_Goal_
Print out the material that follows word for word.

_Data shown_
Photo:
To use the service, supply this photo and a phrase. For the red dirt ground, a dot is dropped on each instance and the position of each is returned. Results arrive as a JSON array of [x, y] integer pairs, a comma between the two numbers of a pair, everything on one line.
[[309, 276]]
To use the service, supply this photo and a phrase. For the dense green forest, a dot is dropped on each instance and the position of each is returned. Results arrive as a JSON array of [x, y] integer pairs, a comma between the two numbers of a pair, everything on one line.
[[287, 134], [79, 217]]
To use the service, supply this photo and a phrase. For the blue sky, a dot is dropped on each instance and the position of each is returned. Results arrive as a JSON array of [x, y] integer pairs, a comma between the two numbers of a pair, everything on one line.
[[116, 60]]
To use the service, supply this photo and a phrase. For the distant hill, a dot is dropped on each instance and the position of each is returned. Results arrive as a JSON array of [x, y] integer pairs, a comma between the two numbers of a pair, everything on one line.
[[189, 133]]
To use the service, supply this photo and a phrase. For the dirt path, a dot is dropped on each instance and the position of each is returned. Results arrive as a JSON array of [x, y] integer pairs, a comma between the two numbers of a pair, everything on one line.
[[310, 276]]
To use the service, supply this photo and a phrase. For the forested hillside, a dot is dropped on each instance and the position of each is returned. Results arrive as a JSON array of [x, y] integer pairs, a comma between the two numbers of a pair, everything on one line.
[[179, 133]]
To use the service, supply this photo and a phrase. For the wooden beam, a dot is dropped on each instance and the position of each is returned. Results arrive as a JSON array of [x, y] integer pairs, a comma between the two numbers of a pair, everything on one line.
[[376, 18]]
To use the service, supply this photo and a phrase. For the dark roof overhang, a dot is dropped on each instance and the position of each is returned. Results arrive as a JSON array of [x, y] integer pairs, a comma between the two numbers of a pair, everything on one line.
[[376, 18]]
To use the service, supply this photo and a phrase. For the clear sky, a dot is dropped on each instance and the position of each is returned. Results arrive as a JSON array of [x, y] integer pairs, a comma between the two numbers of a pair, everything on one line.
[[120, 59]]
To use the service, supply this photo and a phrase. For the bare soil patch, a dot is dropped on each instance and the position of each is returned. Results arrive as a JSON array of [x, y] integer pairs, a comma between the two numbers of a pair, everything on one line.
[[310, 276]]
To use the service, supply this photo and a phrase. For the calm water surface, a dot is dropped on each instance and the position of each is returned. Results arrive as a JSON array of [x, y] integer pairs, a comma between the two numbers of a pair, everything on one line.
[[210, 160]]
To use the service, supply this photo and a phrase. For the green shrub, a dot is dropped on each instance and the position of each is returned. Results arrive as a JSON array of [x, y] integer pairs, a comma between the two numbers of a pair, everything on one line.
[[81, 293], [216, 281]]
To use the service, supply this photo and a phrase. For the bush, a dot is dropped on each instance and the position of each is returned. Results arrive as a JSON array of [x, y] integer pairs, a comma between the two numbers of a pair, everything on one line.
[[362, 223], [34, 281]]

_Exercise output_
Photo:
To use the service, supply this photo and a phrase. For the red dirt ground, a dot is dropped on each instance and the position of each is returned. Results arrive as a JSON array of [x, y] integer pairs, a comma between the two numbers of a pair, everything on one line.
[[309, 276]]
To use the service, supply this photo and a phrase. For the dense green forest, a dot is dropped on each instance and the position of each is returned. Results arrive as a JSON array of [x, y] integer pairs, a comma between the two numbers of a pair, everything on one line.
[[287, 134], [79, 217]]
To use the service, supply this photo and a phrase. For the blue sky, a dot is dropped on each instance and the position of each is returned. Results arrive as a JSON array of [x, y] integer pairs, a comma between the two numbers of a pair, everything on one line.
[[116, 60]]
To use the service, supply this photo and a phrase. For the distant hill, a dot is dropped on each instance and the position of each is returned. Results arrive as a JSON array of [x, y] integer pairs, a comma between the two numbers of a pair, everything on one line.
[[189, 133]]
To use the service, supply this photo and a phrase. For the dirt path, a dot is dropped on each instance and the position of each is returned. Results arrive as a JSON array of [x, y] integer pairs, a comma between the two numbers of a pair, everything on one line.
[[310, 276]]
To use the service, supply this photo and a phrase. For the forested hillside, a dot is dropped on each instance and the position of each is returned. Results arrive as a JSON array of [x, y] integer pairs, a comma between the two numbers of a pair, everything on one line.
[[179, 133]]
To use the service, supply this photo and a phrase. For the wooden beam, a dot is dropped on each instance and the position of each is returned. Results arrive as a JSON array of [x, y] integer pairs, a comma between the two numbers of a pair, everything on one line.
[[376, 18]]
To use the service, supply this photo and a phrase. For the dark roof overhang, a dot is dropped on each instance and the position of each is returned. Results arrive as a JSON array of [x, y] integer pairs, a comma between the two numbers of a pair, everything on one line.
[[376, 18]]
To use the service, supply this photo and a phrase. For the clear sky, a dot is dropped on each instance and the position of each is returned. Results arrive as a JSON array of [x, y] integer pairs, a comma between the two numbers of a pair, everything on one line.
[[120, 59]]
To use the service, supply this photo and a phrase. For the bare soil patch, a dot is dropped on each instance and the position of each is returned. Results arrive as a JSON array of [x, y] integer pairs, a comma between the two numbers of a pair, everything on one line.
[[310, 276]]
To use the service, supply this photo and a phrase. For the calm water surface, a dot is dropped on each instance and the position of each is returned. Results arrive as a JSON array of [x, y] integer pairs, a comma between the two numbers of a pair, everything on one line.
[[210, 160]]
To use the service, supply this photo and a phrase. For the green shrub, a dot is dropped on each instance and the position of each is returned. Results arrive as a JSON array of [x, y] integer pairs, a comma between the two numbers of a pair, everything on one line.
[[81, 293], [216, 281]]
To use the service, supply this photo and a phrase. For the bush, a dot is dropped on each instance and the position of each is returned. Results arrive as a JSON array of [x, y] integer pairs, a comma between the two numbers of a pair, everything on one line.
[[362, 223], [34, 281]]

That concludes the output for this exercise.